[PROVIDED RECORDS]

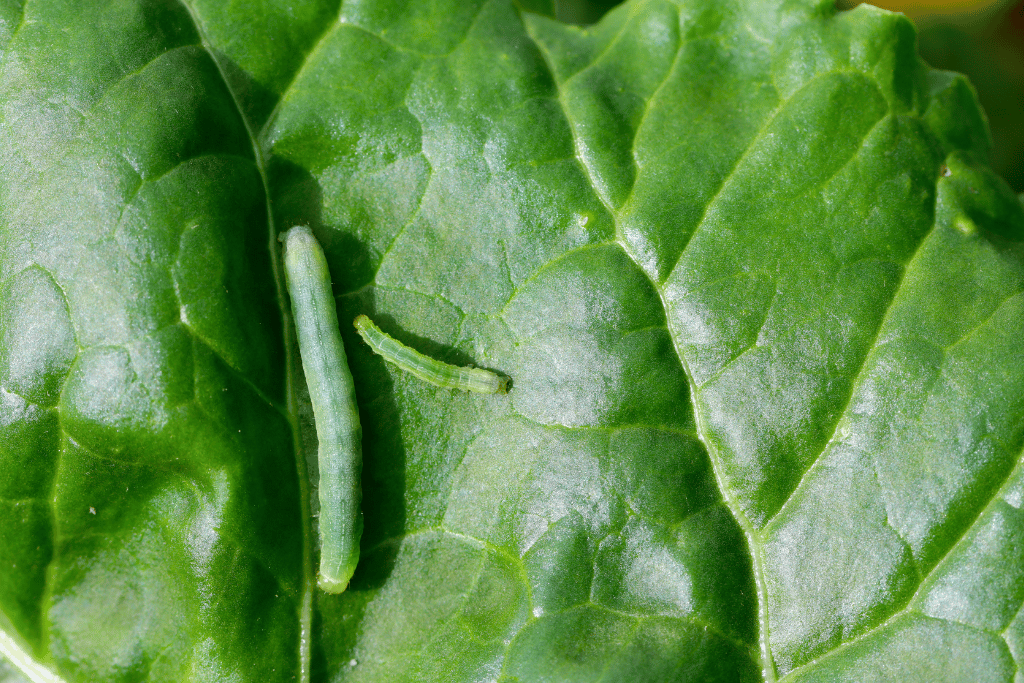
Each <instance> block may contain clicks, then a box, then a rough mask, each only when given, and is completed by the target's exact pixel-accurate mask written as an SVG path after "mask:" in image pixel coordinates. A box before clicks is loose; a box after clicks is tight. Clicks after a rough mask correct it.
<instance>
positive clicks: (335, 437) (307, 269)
mask: <svg viewBox="0 0 1024 683" xmlns="http://www.w3.org/2000/svg"><path fill="white" fill-rule="evenodd" d="M281 240H282V242H283V243H284V246H285V255H284V260H285V280H286V283H287V285H288V293H289V295H290V296H291V299H292V314H293V316H294V318H295V333H296V336H297V337H298V340H299V353H300V354H301V355H302V370H303V372H304V373H305V375H306V384H307V386H308V387H309V398H310V399H311V400H312V404H313V417H314V418H315V421H316V438H317V440H318V441H319V450H318V453H317V457H318V460H319V501H321V513H319V537H321V568H319V575H318V577H317V580H316V583H317V585H318V586H319V587H321V589H322V590H324V591H326V592H327V593H341V592H343V591H344V590H345V588H346V587H347V586H348V582H349V580H350V579H351V578H352V572H353V571H355V565H356V563H357V562H358V561H359V537H360V536H362V512H361V511H360V509H359V503H360V501H361V498H362V492H361V489H360V487H359V475H360V471H361V468H362V450H361V445H360V441H361V433H362V430H361V428H360V427H359V412H358V408H357V405H356V402H355V385H354V383H353V382H352V373H351V372H350V371H349V370H348V360H347V358H346V357H345V347H344V345H343V344H342V342H341V333H340V332H339V330H338V315H337V313H336V312H335V302H334V294H333V293H332V291H331V273H330V271H329V270H328V265H327V259H326V258H325V257H324V250H323V249H321V246H319V244H318V243H317V242H316V238H314V237H313V233H312V231H311V230H310V229H309V228H308V227H306V226H304V225H299V226H296V227H293V228H292V229H290V230H289V231H288V232H286V233H285V234H283V236H282V238H281Z"/></svg>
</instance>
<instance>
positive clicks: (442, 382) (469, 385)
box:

[/PROVIDED RECORDS]

Your task is to restate every record word for word. Omit all pictures.

Each <instance> block may contain clicks, then a box, then a rough mask, each only when given, and is completed by the target's exact pixel-accurate mask written as an SVG path after "mask:" in image pixel coordinates. A box before clicks is loose; a box after clicks is tight. Clicks after a rough mask correct it.
<instance>
positive clicks: (335, 437) (307, 269)
mask: <svg viewBox="0 0 1024 683" xmlns="http://www.w3.org/2000/svg"><path fill="white" fill-rule="evenodd" d="M281 240H282V242H283V243H284V246H285V255H284V260H285V280H286V283H287V285H288V293H289V295H290V296H291V299H292V314H293V316H294V318H295V333H296V336H297V337H298V340H299V353H300V354H301V355H302V370H303V372H304V373H305V375H306V384H307V386H308V387H309V398H310V399H311V400H312V404H313V417H314V418H315V421H316V438H317V440H318V441H319V450H318V453H317V457H318V460H319V501H321V513H319V537H321V568H319V575H318V577H317V580H316V583H317V585H318V586H319V587H321V589H322V590H324V591H326V592H327V593H341V592H343V591H344V590H345V588H346V587H347V586H348V582H349V580H350V579H351V578H352V572H353V571H355V565H356V563H357V562H358V561H359V537H360V536H362V512H361V511H360V509H359V503H360V501H361V498H362V492H361V489H360V487H359V475H360V471H361V468H362V450H361V445H360V441H361V433H362V430H361V428H360V427H359V412H358V408H357V405H356V402H355V385H354V383H353V382H352V373H351V372H350V371H349V370H348V360H347V358H346V357H345V347H344V345H343V344H342V342H341V333H340V332H339V330H338V315H337V313H336V312H335V302H334V294H333V293H332V291H331V273H330V271H329V270H328V265H327V259H326V258H325V257H324V250H323V249H321V246H319V244H318V243H317V242H316V238H314V237H313V233H312V231H311V230H310V229H309V228H308V227H306V226H304V225H299V226H296V227H293V228H292V229H290V230H289V231H288V232H286V233H285V234H283V236H282V238H281Z"/></svg>
</instance>
<instance>
positive clicks: (442, 382) (469, 385)
box:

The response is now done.